### Request
Set down the records that follow, line for line and character for character, leaving out the pictures.

### Records for this exercise

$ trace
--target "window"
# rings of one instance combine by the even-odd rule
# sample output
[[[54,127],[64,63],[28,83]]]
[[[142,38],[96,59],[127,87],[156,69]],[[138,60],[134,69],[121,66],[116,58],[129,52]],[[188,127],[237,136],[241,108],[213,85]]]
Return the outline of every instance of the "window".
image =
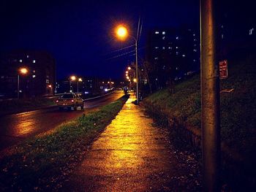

### Response
$ trace
--target "window"
# rings of one instance combine by the even-odd rule
# sample output
[[[54,127],[64,63],[28,83]]]
[[[142,38],[96,59],[127,87],[156,69]],[[138,60],[134,69],[121,66],[116,58],[129,52]],[[188,127],[237,136],[241,108],[213,85]]]
Return the outline of every instance of the "window".
image =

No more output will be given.